= Page =
_ _ _
Graham Burnett’s vast charcoal wall drawing of a tree is divided in half along the horizon, giving equal space to roots and branches to visualise the importance of both abstract principles and concrete action. The subterranean portion of the tree is annotated with axioms relating to sustainability, such as ‘integrate, don’t segregate’ and ‘care for the future’. Above ground, the branches are festooned with the names of local organisations espousing those same values: ‘Southend Youth Council’, ‘Incredible Edible Leigh-on-Sea’. In an invitation for us all to view our worlds in a similar way, unannotated copies of the drawing are available for visitors to fill in with their own ideas.

The exhibition invites further action with Australian artist Gabriella Hirst’Sub Rosa, a plant-grafting workshop that doubles as a deep-dive into 20th century horticulture and geopolitics. It is part of Hirst’s ongoing project How to Make a Bomb, for which she salvaged a near-extinct species of rose named ‘Atom Bomb’ developed in the 1950s to celebrate nuclear technology. Hirst is propagating the flower and planting new specimens across the country as a means to discuss British nuclear and colonial history. The hybrids grafted in September now sit outside the gallery awaiting new homes in public and private gardens. Described by plant historian Andreas Barlage as having a colour that ‘should strike the eye like an atomic flash’, the roses will grow in acknowledgement of the transportation of British nuclear weapons to Australia and their detonation on Indigenous lands at Maralinga, Emu Field and Monte Bello in the 1950s and 60s, as part of what Hirst refers to as ‘the Imperial programme of gardening the world’.
_ _ _
= Work to do =
Set down the passage from the exhibition text word for word, covering the stretch from "Graham Burnett’s vast" through "their own ideas.".
_ _ _
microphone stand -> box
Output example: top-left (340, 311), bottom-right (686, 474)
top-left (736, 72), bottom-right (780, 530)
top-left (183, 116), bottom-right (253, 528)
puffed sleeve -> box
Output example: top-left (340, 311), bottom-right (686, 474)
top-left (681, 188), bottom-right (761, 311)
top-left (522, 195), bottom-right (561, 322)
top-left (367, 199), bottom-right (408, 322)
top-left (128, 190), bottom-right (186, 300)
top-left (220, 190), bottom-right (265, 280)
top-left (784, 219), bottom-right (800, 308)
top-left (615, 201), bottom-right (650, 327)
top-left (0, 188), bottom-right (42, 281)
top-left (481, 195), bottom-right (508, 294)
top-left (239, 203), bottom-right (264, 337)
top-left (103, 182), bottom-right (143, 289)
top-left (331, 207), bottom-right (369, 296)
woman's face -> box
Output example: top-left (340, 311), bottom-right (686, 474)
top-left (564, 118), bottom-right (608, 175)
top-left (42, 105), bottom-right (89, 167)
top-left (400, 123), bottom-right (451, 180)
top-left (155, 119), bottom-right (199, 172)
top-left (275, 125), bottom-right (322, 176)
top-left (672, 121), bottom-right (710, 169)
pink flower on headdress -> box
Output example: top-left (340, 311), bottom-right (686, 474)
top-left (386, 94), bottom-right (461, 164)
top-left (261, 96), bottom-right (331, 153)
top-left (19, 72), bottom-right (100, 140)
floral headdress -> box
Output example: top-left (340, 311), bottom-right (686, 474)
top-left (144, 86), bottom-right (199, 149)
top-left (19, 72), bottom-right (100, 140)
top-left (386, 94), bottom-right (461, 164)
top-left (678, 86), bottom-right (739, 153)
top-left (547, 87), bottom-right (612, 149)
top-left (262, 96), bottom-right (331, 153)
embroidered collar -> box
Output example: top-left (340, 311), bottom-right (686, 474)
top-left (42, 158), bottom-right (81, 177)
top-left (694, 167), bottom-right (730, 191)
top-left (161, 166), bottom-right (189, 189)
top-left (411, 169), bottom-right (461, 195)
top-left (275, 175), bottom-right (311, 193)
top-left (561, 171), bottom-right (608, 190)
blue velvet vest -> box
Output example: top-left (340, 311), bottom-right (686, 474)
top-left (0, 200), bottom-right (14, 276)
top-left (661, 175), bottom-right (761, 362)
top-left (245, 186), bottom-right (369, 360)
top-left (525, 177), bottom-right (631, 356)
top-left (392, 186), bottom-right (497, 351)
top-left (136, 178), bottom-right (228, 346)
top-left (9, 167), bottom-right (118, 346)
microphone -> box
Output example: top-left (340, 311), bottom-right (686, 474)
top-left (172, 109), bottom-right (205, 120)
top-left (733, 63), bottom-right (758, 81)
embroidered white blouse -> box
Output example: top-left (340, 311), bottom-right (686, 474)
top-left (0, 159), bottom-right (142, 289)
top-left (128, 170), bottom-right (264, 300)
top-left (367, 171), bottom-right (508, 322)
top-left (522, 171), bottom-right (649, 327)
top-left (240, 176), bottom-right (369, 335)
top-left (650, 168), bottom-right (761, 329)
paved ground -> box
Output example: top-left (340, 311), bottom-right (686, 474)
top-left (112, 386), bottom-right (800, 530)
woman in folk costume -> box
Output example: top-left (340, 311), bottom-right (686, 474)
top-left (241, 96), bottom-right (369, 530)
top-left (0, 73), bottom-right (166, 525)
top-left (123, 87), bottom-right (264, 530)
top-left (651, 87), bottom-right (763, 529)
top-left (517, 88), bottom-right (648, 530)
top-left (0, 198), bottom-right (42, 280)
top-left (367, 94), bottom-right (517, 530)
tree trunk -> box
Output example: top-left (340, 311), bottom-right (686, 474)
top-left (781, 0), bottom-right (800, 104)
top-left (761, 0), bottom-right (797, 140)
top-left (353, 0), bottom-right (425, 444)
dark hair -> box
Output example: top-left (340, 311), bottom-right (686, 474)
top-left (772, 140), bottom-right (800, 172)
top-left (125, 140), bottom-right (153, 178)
_ _ _
= Task result =
Graham Burnett’s vast charcoal wall drawing of a tree is divided in half along the horizon, giving equal space to roots and branches to visualise the importance of both abstract principles and concrete action. The subterranean portion of the tree is annotated with axioms relating to sustainability, such as ‘integrate, don’t segregate’ and ‘care for the future’. Above ground, the branches are festooned with the names of local organisations espousing those same values: ‘Southend Youth Council’, ‘Incredible Edible Leigh-on-Sea’. In an invitation for us all to view our worlds in a similar way, unannotated copies of the drawing are available for visitors to fill in with their own ideas.